Aim of the task
Copy out each line of the material below word for word, with no changes.

Information supplied
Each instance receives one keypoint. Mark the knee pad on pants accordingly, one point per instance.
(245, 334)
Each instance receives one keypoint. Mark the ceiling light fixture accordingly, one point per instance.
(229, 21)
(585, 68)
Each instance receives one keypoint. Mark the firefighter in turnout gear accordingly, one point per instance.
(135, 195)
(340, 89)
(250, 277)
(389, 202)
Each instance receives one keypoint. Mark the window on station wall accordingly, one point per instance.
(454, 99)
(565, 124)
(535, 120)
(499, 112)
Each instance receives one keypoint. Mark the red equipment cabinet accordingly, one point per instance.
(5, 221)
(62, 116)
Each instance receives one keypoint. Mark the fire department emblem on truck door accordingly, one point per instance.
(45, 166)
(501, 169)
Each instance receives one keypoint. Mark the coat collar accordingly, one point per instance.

Full solution
Each instance receives one keypoint. Mark the knee pad on pants accordingly, one point per instance.
(245, 334)
Each instance receives one keypoint. Mark the ceiling light fixture accordingly, one point per instance.
(229, 21)
(585, 68)
Each instance receives one keypoint. Mark the firefighter in turnout gear accordingly, one point per instance.
(135, 195)
(340, 89)
(250, 277)
(389, 202)
Each instance receives one keypoint. Mark the window on station wall accordingly, one point per instance.
(454, 99)
(565, 124)
(535, 120)
(499, 112)
Each instance receives one keypoint. Mark the red equipment cabinet accordingly, one point per instance.
(5, 221)
(62, 116)
Each instance receives one keypoint. Mark the fire department emblem on truck door accordingly, one point per instance.
(45, 166)
(501, 169)
Each instance receives one keypoint. Mark the coat collar accordingly, one point per instance.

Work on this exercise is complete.